▶ Required action
Only lines containing the string "below" belong in the answer; find them in the records and copy them.

▶ The data

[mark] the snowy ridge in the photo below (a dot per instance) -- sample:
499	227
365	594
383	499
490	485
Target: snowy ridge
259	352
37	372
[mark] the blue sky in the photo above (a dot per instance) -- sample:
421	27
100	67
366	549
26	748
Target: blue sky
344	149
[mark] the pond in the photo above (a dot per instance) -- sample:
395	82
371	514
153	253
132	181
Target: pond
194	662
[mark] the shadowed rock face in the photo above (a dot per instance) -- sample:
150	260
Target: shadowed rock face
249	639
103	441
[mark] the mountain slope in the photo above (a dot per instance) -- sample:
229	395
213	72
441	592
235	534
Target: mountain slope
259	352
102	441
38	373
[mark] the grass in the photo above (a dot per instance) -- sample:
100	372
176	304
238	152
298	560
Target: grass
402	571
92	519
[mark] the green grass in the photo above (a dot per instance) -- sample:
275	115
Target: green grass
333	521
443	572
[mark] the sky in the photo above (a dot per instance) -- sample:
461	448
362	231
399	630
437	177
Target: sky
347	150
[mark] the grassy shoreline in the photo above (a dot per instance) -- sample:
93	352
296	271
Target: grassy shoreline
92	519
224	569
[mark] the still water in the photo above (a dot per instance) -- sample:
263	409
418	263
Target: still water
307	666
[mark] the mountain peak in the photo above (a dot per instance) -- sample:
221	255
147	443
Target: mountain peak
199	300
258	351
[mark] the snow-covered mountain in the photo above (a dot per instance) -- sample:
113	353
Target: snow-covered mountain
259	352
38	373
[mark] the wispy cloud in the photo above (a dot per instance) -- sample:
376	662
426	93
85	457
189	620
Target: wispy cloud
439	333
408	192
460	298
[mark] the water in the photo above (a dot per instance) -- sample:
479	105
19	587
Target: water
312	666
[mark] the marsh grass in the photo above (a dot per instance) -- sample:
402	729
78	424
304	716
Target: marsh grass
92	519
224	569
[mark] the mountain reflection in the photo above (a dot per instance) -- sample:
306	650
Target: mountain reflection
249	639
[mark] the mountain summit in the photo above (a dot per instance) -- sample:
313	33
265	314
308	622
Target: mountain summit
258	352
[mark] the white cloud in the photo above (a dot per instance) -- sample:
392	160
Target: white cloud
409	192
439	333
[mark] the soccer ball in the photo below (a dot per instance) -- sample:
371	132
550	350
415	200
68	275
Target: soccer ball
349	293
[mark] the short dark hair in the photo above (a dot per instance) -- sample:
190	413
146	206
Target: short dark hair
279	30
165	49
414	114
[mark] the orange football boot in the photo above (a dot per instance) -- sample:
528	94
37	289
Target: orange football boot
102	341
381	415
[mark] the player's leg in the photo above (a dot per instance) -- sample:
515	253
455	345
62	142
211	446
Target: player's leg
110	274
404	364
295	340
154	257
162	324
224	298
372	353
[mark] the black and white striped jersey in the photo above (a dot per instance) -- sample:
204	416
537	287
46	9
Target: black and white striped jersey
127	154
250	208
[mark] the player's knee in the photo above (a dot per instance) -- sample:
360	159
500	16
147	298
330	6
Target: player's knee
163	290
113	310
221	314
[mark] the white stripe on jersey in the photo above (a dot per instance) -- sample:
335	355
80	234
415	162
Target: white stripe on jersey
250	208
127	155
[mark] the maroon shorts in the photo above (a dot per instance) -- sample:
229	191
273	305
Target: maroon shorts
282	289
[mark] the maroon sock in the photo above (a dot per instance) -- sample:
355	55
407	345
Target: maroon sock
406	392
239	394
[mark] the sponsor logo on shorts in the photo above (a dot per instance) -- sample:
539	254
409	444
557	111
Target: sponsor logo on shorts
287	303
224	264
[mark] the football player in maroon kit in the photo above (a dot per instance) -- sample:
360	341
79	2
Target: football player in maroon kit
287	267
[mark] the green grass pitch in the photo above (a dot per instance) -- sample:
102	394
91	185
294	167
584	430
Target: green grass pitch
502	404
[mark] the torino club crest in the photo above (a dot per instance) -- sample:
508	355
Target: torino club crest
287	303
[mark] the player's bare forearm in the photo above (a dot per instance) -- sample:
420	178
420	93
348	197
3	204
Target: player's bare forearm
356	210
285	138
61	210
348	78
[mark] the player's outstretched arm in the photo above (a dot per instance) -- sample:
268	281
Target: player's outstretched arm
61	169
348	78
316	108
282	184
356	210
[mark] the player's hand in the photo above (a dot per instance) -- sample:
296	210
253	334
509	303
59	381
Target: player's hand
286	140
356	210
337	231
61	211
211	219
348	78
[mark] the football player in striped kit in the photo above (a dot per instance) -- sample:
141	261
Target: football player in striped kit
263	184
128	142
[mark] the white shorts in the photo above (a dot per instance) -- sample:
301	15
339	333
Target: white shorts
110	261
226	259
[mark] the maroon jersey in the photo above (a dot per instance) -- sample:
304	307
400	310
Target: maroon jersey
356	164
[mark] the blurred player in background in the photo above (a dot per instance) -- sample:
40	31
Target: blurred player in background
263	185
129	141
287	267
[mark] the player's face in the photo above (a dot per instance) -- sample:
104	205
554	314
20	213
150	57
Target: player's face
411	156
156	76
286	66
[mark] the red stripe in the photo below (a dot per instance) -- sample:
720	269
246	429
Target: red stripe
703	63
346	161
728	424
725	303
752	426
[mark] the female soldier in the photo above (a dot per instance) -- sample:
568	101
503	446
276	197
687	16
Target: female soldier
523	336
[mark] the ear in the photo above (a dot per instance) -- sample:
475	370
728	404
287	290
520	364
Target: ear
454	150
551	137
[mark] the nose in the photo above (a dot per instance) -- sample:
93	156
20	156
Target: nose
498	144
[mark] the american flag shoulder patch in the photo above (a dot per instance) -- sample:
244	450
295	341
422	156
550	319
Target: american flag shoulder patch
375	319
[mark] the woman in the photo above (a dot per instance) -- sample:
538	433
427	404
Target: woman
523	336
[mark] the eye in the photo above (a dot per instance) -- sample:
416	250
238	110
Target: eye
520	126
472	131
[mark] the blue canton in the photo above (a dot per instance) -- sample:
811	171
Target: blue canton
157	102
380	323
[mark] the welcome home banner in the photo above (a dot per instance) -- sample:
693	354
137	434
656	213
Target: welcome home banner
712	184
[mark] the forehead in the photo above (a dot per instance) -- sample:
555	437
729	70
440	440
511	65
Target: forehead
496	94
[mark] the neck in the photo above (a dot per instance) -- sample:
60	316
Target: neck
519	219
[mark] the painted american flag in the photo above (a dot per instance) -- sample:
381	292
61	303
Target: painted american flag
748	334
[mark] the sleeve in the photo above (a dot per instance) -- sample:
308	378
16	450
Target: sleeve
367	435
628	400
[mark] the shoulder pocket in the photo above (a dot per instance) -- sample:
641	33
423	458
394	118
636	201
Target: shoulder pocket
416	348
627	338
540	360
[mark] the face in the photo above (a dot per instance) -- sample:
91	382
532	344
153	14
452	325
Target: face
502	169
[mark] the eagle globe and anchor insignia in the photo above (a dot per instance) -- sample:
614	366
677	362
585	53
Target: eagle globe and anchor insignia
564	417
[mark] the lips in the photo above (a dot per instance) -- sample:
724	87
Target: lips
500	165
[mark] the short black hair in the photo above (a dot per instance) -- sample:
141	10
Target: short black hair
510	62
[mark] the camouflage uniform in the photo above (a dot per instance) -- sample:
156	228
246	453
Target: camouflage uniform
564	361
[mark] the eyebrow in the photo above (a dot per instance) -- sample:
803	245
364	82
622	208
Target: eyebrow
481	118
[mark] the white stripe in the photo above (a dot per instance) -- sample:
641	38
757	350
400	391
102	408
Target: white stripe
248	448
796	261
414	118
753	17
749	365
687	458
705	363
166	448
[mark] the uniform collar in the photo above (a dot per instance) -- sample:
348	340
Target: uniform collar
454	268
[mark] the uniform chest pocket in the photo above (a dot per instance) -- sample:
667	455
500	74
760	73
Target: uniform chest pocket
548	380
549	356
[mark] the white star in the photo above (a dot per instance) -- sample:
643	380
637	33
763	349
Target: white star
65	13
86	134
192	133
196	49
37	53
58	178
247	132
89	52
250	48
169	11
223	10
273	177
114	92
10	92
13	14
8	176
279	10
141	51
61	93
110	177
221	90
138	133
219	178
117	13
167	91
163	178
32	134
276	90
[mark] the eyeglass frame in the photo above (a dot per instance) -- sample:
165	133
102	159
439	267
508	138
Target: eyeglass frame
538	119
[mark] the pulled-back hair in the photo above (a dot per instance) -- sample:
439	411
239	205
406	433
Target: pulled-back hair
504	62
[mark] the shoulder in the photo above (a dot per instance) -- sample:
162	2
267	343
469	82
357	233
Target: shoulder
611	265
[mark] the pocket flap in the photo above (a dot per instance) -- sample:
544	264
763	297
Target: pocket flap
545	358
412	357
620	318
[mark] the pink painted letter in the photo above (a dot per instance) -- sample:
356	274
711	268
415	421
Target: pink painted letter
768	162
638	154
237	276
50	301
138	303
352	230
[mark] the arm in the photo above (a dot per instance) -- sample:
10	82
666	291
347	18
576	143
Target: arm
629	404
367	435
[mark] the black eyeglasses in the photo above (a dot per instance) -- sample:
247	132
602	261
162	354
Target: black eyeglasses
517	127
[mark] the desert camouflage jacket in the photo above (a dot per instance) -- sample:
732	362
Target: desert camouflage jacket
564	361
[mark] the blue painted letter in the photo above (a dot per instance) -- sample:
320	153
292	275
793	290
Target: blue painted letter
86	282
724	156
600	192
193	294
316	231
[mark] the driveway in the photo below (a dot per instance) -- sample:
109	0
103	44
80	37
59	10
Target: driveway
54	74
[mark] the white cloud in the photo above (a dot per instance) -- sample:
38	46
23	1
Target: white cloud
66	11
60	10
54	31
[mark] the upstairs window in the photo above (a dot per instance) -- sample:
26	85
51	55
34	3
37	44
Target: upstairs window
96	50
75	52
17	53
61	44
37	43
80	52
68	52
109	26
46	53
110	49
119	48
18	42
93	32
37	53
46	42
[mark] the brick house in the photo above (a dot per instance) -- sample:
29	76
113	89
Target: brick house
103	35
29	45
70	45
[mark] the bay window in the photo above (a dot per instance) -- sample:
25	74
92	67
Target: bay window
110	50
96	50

▶ Exercise solution
[mark] the snowy ridge in the photo below (a dot per instance) -- sample:
[mark] the soccer ball in the photo below (a dot per instance) -- sample:
[mark] the red stripe in the photo below (a dot per instance) -- sample:
[mark] the driveway in the photo below (a dot per instance) -- sample:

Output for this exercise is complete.